This is a huge topic, but I will apply here the phrase divide and conquer. I will explain the main components of these solutions one by one, the topics around each one and the technologies that can be used. Remember that I’m not an expert on this topic, just a curious guy, and I can make mistakes. If so, leave me a comment please!, I will be happy to talk with you about this and exchange some opinions.

To make this post small and simple, I will define the scope of the virtualization solution that I will implement and deploy. I want to build a solution to manage my own home servers throught a web platform. Why not use one of the existing solutions in the market?. Well, I want to have fun and learn new things. To resume, I want a challenge!.

Note that this is the very first part of a series of blogs where I will put my steps designing and building this virtualization solution. Stay tuned!.

Let’s get started

If you ever used Digital Ocean, then you used the pretty face of a complete virtualization solution but on a big scale, also called IaaS (Infrastructure as a Service). The purpose of an IaaS is to abstract all hardware, servers, networks, storage etc and offer it as an online service. The topic is bigger, but we will maintain it small. Go go go!.

First, at a high level, we need to identify each component of the solution. Each of these components, produces logs, has security implications, needs to be available as much time as possible and has to respond to performance requirements.

For this solution, I will use an API as an entry point to manage virtual machines, storage, and networks. Who can invoke these backend operations?. Logically, just me :-). I was thinking of security using Basic Auth to handle authentication, but probably, I will use JWT to handle authentication and authorization to restrict the use of some methods of the API and be stateless.

Who receives the payload from the API?. The host agent. This agent, installed inside the host, invokes methods from the libvirt library. Who can monitor the state of the virtual machines?. Only the guest agent, that runs inside the VM deployed from the host.

Backend

This is an application that runs multiple web services. The main purpose of this component is to manage hosts resources through the host agent. It is the main interface of the system. Also, this application is responsible for scheduling virtual machines in the current hosts using a scheduler algorithm that will check CPU, memory and energy consumption.

Scheduler algorithm can be used with a policy file written (for example) in YAML to make it as more generic as possible to be able to implement multiple schedulers using the same codebase.

How the scheduler know where to put a VM?. Well, here exists multiple strategies to check host resource usage quota:

  • The backend pull data from the host agent every X seconds.
  • The host agent push the data directly to the backend every X seconds.

Which is the best strategy for this use case?. I think that here fit best the first option, pull fresh data from the agents of the cluster. The problems?.

  • If we have more than one backend to ensure HA, then the scheduler must be distributed.

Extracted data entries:
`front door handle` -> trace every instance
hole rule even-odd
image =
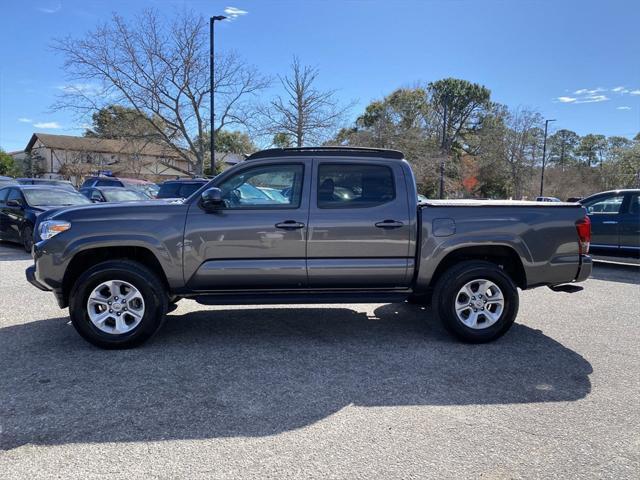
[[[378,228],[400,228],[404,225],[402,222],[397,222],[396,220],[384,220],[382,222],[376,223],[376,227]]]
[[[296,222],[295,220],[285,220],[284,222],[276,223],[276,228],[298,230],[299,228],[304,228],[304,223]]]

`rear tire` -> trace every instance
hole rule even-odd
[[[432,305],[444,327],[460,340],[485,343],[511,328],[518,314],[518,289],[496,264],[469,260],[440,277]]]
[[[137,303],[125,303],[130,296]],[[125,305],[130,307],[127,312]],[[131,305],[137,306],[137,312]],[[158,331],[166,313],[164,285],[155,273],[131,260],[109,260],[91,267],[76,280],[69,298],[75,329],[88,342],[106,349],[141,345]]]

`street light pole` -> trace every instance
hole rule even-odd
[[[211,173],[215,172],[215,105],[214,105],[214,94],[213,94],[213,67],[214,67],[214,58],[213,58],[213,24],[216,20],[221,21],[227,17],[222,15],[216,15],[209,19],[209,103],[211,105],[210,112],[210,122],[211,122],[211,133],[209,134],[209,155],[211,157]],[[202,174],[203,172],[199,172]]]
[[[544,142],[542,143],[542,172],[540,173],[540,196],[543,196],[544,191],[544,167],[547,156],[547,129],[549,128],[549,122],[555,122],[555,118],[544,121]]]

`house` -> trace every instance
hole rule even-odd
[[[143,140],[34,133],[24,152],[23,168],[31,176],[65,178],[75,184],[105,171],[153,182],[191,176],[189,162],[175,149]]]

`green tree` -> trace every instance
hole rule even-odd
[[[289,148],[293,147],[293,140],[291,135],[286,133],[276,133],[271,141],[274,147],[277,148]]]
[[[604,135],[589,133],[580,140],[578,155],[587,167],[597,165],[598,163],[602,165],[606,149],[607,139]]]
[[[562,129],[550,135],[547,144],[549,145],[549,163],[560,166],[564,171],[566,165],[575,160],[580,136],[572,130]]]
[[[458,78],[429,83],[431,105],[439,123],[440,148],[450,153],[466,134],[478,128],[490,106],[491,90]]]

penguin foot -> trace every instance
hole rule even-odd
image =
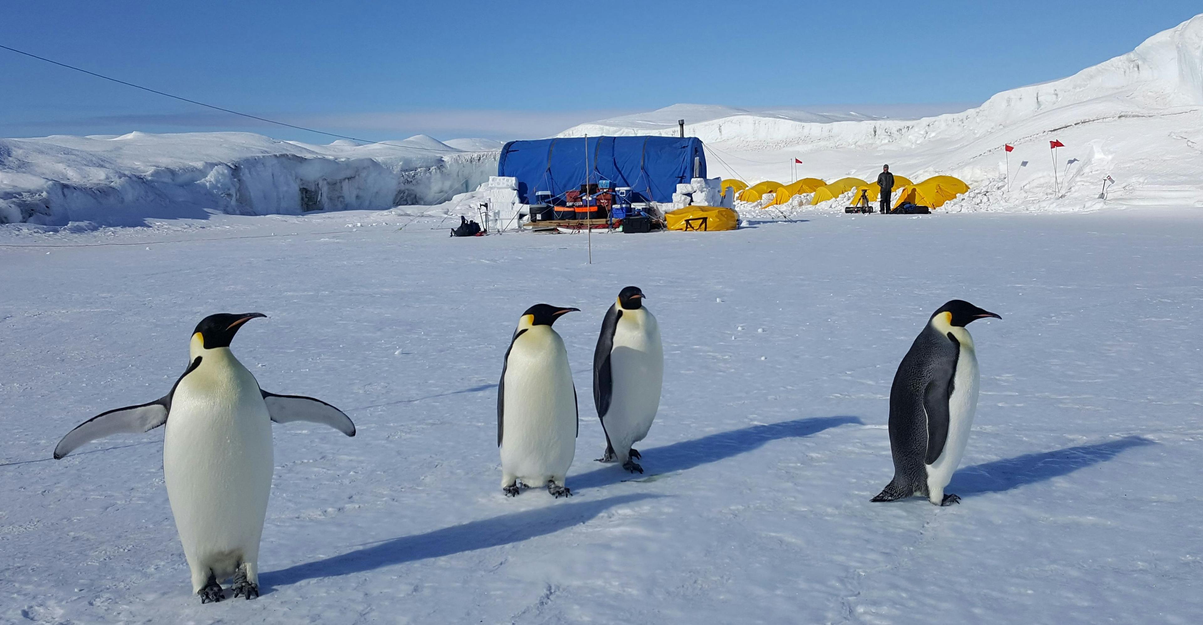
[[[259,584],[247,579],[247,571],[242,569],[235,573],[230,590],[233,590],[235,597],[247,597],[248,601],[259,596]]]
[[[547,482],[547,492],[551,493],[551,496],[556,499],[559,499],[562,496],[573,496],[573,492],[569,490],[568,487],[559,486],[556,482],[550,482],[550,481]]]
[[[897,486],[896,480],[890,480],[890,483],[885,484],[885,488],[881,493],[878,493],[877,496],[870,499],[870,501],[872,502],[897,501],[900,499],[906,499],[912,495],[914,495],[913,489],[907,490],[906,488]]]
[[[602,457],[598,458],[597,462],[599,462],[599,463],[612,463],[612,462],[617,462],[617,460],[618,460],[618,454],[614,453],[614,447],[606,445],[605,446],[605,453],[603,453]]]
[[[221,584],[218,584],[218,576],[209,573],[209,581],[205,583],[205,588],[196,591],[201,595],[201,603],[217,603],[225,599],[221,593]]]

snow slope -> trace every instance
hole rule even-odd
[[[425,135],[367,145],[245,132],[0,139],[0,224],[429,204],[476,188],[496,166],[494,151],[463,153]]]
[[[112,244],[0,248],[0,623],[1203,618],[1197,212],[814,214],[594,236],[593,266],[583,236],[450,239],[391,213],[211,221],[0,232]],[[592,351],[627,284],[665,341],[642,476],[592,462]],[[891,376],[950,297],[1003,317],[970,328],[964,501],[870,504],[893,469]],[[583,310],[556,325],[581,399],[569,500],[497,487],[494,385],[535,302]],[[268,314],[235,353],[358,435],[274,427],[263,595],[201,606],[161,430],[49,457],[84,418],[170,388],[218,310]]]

Set problem 1: Condense the paragraph of the virtualization post that begins "This is an application that runs multiple web services" into a short bulleted list that keeps its main facts.
Set problem 2: Reproduce a passage of the virtualization post word for word, beginning at the words "Note that this" and stopping after the words "solution. Stay tuned!.".
Set problem 3: Pick up the virtualization post after its final sentence and keep writing it.

Expected answer 1:
- Application running multiple web services; the main interface of the system
- Manages host resources through the host agent
- Schedules virtual machines on the current hosts with a scheduler algorithm that checks CPU, memory and energy consumption

Expected answer 2:
Note that this is the very first part of a series of blogs where I will put my steps designing and building this virtualization solution. Stay tuned!.

Expected answer 3:
  • The backend needs to know the status URL to request from the agents. For this purpose, we need a service discovery software to register agents, increasing system complexity.

There are more problems, but these two are the most relevant for scheduler design. Note that the second point is not really a problem, because we need a ‘host discovery’ software to register new hosts automatically when available. Imagine that I buy a new server. I will execute a set of Ansible roles and scripts over the new host to install dependencies, update software, apply security rules, configure log rotation and… publish the new host to be available to the backend to schedule new resources into it!. I will talk about this topic soon.

The backend will make many more operations, and to handle all these things, it will use a database to maintain all configurations. Imagine that I need to list all snapshots from one VM, how can I do it without a database?. Probably the technology used for the database will be PostgreSQL, but I don’t discard other options. I need to research.

I don’t know what tech stack I will use to develop this component, but I’m thinking in using Kotlin with Micronaut framework for building services.

Host agent

This software is a layer on top of libvirt library, that executes the commands sent by the backend. It covers all functionality to create resources like virtual machines, disks, and networks in the hosts that the agent is installed. Without this software, there is no possibility to create resources.

The agent exposes a REST API that should be called only by the backend. The communication with the backend must be encrypted using TLS, and I will configure CORS to allow only calls from the backend. This API must be considered internal, and not for public usage.

Also, the agent is responsible (among other things) to handle all metrics sent by guests, and report it to the main reporting system to show graphics. This application should be developed in a programming language with high performance and minimum CPU overhead. One candidate is Go.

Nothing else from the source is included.